▸ WORK REQUIRED:
Edit the rows below so that each "Target" becomes "Object". Keep every other part of the rows the same.

▸ RECORDS SHOWN:
☆ ☆ ☆ ☆ ☆ ☆ ☆

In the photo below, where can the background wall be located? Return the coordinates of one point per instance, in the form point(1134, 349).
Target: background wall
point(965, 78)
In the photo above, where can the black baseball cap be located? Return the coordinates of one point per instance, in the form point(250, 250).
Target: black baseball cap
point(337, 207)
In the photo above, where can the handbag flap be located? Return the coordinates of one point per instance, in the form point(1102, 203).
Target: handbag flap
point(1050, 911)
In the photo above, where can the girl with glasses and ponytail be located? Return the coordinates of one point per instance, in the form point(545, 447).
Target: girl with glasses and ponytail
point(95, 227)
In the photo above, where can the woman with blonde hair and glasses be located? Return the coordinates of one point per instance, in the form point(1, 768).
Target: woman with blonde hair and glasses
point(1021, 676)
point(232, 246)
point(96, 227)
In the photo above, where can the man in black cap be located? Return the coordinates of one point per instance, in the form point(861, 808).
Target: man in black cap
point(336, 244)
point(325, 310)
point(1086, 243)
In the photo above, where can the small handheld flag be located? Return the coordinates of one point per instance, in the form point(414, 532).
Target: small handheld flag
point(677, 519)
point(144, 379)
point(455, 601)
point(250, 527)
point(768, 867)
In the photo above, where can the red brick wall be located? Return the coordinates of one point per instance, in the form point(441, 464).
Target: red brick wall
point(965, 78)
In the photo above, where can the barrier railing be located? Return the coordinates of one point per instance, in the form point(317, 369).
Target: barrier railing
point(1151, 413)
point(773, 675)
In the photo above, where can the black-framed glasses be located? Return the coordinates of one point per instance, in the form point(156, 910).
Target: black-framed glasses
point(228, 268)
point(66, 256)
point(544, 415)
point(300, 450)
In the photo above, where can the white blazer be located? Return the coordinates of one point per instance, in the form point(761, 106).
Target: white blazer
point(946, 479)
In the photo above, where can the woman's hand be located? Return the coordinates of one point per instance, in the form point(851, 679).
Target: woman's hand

☆ ☆ ☆ ☆ ☆ ☆ ☆

▸ RESULT BELOW:
In the photo below, where can the background wall be located? Return the coordinates of one point per instance, in the form point(1134, 349).
Object: background wall
point(965, 78)
In the photo above, where can the black baseball cap be located? Return the coordinates of one point per instance, in the form point(250, 250).
Object: black baseball cap
point(337, 207)
In the photo above, where can the handbag flap be located? Return the coordinates of one point per instance, in the form point(1102, 203).
Object: handbag flap
point(1050, 911)
In the photo above, where can the girl with glasses and ponytail be located? Return the coordinates of one point per instance, in the form point(545, 447).
Object: girl with glasses and ponytail
point(95, 227)
In the photo above, where can the woman with blonde hair and glasses be located? Return the coordinates of one point per instance, in the form point(1, 768).
Object: woman with blonde hair and glasses
point(1021, 676)
point(232, 246)
point(96, 227)
In the photo above, where can the man in black cap be located? Return the coordinates of one point per instance, in the form point(861, 808).
Object: man in black cap
point(336, 244)
point(325, 310)
point(1086, 243)
In the photo above, where can the small handheld flag be located? Return the coordinates of one point per instance, in the form point(414, 532).
Object: small handheld flag
point(677, 519)
point(144, 379)
point(455, 601)
point(250, 527)
point(768, 867)
In the photo above, where can the red brick wall be located? Return the coordinates of one point per instance, in the form point(441, 464).
Object: red brick wall
point(965, 78)
In the photo above, where can the barrier railing be located? Return the coordinates of one point per instance, in the form point(317, 369).
Object: barrier railing
point(1151, 413)
point(773, 675)
In the photo above, where can the black-framed glasses be located? Return the coordinates of one point per instance, in the form point(156, 910).
Object: black-framed glasses
point(228, 268)
point(66, 256)
point(544, 415)
point(300, 450)
In the photo above, where can the white blazer be located? Return the coordinates of one point per instance, in the form point(761, 106).
Object: white blazer
point(946, 479)
In the photo above, where can the woman's hand be located? Return the coordinates of one point per instance, in the form point(851, 679).
Object: woman's hand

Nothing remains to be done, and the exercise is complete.